* TASK DESCRIPTION *
Reproduce, exactly as they appear, the line containing "Question. For each instance of the motorcycle mirror" and every line after it, ending with the last line of the records.

+++ RECORDED DATA +++

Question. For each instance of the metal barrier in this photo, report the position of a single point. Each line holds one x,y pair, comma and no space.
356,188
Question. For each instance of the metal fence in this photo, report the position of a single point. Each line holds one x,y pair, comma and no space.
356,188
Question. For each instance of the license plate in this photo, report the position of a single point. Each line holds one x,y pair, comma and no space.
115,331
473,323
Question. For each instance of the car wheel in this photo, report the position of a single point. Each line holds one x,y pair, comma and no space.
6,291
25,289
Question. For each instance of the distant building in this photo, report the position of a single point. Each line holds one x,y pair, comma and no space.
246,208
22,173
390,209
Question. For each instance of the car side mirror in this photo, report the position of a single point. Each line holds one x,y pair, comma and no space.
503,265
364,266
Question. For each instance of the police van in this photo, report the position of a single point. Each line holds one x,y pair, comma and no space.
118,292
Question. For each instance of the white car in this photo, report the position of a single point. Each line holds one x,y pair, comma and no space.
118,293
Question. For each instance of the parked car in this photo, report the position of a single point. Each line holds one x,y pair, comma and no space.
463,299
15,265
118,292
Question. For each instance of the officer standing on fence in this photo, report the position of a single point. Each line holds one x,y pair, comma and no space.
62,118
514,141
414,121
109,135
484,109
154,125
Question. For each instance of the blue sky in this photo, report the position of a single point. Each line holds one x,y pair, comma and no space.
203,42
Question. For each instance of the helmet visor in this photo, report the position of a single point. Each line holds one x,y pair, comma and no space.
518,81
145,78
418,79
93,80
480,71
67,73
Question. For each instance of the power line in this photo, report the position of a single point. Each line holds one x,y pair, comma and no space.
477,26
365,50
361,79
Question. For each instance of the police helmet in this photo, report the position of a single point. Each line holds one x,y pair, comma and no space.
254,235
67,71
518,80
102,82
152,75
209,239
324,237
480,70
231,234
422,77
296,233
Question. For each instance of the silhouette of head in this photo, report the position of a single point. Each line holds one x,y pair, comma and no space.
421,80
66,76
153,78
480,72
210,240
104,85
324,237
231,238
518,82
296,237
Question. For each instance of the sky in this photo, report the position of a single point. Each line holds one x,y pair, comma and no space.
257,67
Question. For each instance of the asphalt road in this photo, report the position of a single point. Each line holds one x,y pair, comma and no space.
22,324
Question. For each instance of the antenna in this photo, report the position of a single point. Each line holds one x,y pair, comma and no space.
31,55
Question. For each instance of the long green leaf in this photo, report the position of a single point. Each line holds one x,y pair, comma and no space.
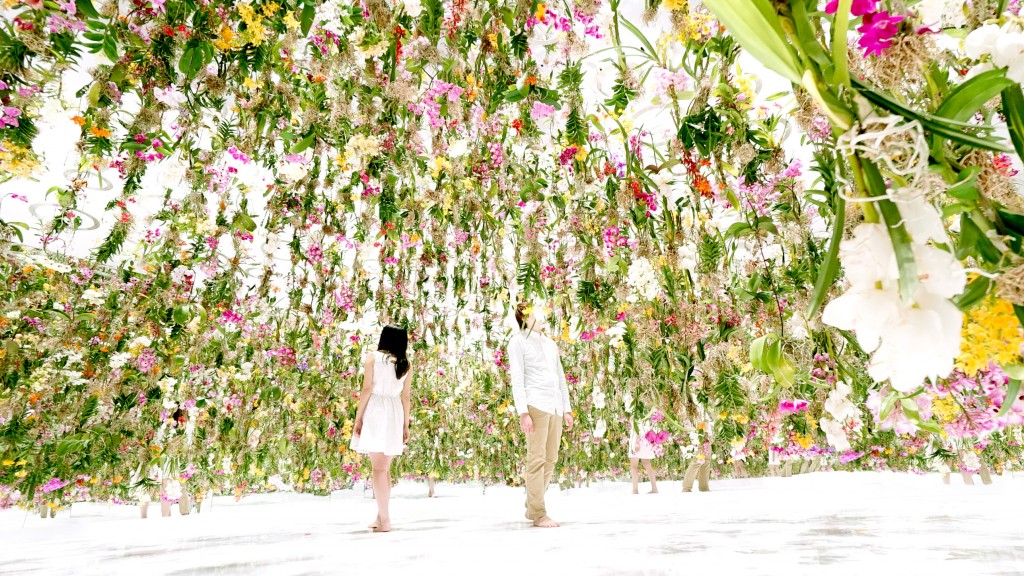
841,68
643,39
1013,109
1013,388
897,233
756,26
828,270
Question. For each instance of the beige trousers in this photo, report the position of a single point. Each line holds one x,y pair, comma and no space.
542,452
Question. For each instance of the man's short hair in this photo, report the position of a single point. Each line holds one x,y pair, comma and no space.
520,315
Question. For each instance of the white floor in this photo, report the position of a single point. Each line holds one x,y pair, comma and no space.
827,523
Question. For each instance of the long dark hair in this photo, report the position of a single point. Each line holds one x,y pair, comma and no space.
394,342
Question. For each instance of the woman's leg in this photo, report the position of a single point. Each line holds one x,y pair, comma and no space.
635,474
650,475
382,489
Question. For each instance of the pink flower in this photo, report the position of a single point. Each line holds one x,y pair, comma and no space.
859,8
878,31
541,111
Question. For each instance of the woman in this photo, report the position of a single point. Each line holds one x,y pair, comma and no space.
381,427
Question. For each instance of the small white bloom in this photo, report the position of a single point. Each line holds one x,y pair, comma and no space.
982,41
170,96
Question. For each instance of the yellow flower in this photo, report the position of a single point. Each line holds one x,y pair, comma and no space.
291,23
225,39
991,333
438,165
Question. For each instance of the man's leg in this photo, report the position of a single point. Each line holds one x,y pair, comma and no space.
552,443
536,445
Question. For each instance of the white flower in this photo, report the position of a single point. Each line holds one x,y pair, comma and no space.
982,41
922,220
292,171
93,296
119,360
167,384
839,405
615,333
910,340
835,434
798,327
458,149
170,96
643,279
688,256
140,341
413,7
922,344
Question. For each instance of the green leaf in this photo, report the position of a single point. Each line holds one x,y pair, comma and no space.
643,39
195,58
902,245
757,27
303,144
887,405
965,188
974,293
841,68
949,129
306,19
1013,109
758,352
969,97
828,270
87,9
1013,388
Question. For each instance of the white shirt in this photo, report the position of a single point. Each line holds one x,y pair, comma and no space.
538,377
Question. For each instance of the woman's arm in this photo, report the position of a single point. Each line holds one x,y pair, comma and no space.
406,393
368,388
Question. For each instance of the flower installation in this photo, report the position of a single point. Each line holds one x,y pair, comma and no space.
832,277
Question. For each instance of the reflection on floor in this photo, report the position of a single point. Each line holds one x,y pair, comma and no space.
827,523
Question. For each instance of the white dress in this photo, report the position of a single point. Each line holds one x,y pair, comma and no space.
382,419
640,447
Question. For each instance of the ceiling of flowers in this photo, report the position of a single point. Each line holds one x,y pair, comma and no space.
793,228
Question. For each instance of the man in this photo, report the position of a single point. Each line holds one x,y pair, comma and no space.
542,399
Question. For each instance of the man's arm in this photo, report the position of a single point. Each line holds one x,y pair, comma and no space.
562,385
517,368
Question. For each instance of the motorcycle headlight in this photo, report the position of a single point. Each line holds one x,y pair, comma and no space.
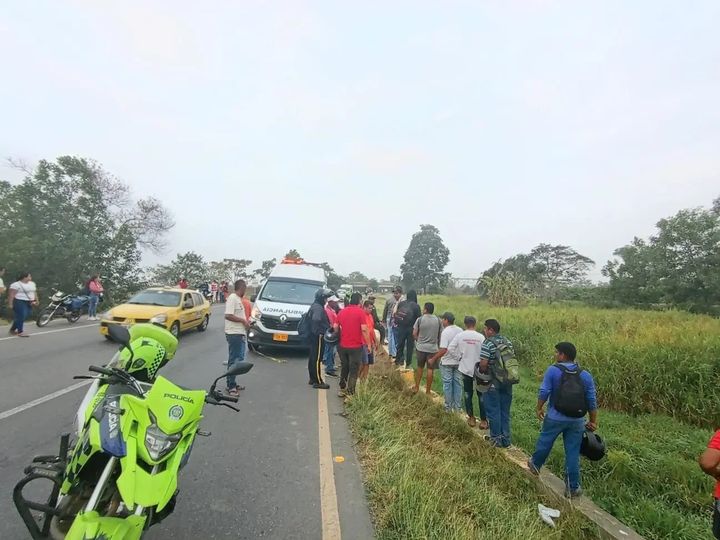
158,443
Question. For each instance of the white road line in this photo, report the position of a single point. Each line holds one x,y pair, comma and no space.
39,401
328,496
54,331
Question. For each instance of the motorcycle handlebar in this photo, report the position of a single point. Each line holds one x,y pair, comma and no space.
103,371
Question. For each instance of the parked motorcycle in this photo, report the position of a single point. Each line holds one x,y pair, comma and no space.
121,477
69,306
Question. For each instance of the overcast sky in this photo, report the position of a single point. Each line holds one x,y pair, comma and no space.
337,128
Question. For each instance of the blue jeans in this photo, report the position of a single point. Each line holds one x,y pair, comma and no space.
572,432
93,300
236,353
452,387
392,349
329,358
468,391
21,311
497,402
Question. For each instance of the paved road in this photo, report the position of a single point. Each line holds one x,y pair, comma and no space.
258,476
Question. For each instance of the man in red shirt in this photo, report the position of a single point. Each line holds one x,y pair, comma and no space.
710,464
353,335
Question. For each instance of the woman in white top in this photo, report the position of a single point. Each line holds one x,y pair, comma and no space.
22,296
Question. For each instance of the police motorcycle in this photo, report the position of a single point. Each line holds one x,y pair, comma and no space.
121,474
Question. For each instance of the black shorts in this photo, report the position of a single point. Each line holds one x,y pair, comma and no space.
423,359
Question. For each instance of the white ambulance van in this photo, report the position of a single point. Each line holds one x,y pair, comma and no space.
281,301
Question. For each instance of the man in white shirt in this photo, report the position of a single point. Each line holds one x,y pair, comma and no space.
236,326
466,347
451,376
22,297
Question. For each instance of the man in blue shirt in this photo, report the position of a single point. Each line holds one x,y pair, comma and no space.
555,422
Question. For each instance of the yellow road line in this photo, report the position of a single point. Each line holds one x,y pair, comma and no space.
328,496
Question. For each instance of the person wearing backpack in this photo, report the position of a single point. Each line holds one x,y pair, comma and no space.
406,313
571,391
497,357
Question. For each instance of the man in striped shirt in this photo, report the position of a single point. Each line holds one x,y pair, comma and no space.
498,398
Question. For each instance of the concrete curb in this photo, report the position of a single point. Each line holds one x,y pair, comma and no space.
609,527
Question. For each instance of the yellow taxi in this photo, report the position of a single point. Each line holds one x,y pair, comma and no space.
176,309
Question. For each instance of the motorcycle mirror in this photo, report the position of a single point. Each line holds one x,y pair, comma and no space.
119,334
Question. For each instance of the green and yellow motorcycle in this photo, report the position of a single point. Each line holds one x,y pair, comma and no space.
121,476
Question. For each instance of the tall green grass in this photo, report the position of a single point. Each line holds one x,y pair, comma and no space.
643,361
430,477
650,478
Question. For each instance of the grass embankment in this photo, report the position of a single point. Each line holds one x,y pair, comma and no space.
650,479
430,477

+++

* RESPONSE TO THIS EXERCISE *
Question. For each instance of the motorcycle mirror in this photo, report the position of a single point. Each line holds one x,y pair, comma and no space.
119,334
Question. For each instance of the green and yellow motorcycle in this photo, report the position of a single point. Each line holds one x,y pair, comma and no space.
121,476
Question. For each instance of the tall green grass in this photo, report the position of a single point. Each line holds one x,y pair, comma and no space.
643,361
430,477
650,478
Question. For each instance of the grass embankment in this photo, report the position of a single point. Each line holds one x,y pair, comma and no space.
650,479
430,477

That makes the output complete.